**Document:**
Categorization not legitimized by history and theory is "covered" by
practice. The fact that the doors and labels existed at all was practical
evidence that reinforced the "ethics" of society. Racial difference was
tolerated and blacks were allowed to be equal as long as they were separate.
This prolonged practice became entrenched and, therefore, became the catalyst
for other historical renditions of the same ordeal. Again, it is only the
child, whose curiosity has not yet been suppressed by the regime, who wonders
if there is any difference beyond the two doors, and it is this
curiosity that gives the child the courage to peek inside; the sameness
found, however, is much less interesting than the labels. The doors that
a child could recognize have gone and been replaced by more refined techniques.
How many glass ceilings have you seen lately?

**Dataset rows:**
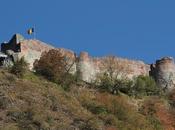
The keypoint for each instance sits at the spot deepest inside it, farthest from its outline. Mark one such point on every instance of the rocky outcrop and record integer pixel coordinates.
(88, 67)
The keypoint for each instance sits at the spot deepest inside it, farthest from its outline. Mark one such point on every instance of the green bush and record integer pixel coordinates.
(115, 85)
(20, 67)
(56, 67)
(140, 86)
(145, 86)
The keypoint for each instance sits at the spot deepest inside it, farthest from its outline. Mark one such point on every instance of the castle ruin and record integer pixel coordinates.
(163, 71)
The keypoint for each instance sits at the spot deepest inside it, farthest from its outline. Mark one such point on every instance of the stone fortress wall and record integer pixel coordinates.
(89, 67)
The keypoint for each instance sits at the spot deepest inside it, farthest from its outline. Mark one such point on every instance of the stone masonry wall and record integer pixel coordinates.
(88, 67)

**Set of tasks:**
1) According to the passage on segregation, what gives the child the courage to peek inside?
2) From the passage on segregation, quote the words from "Categorization not legitimized" up to and including "you seen lately?".
3) Extend the passage on segregation past its final sentence, keeping its argument and tone.

**Outputs:**
1) The child's curiosity, which has not yet been suppressed by the regime.

2)
Categorization not legitimized by history and theory is "covered" by
practice. The fact that the doors and labels existed at all was practical
evidence that reinforced the "ethics" of society. Racial difference was
tolerated and blacks were allowed to be equal as long as they were separate.
This prolonged practice became entrenched and, therefore, became the catalyst
for other historical renditions of the same ordeal. Again, it is only the
child, whose curiosity has not yet been suppressed by the regime, who wonders
if there is any difference beyond the two doors, and it is this
curiosity that gives the child the courage to peek inside; the sameness
found, however, is much less interesting than the labels. The doors that
a child could recognize have gone and been replaced by more refined techniques.
How many glass ceilings have you seen lately?

3)
The doors and their limiting thresholds of the regime are quite adept
at compressing and thereby distorting reality; however, they are not capable
of totally wringing out the less desired agents existing in that same reality—some
"aberration" is bound to show itself sooner or later. So these "contaminants"
are allowed to coexist within the confines of the regime, but they are
not allowed to thrive. Rather, they are identified, controlled, and distributed
to establish a fine-tuned equilibrium within the regime that defies the
formation of a congregation of these agents. This practice is quite popular
these days and is being preached by innumerable "progressive" establishments.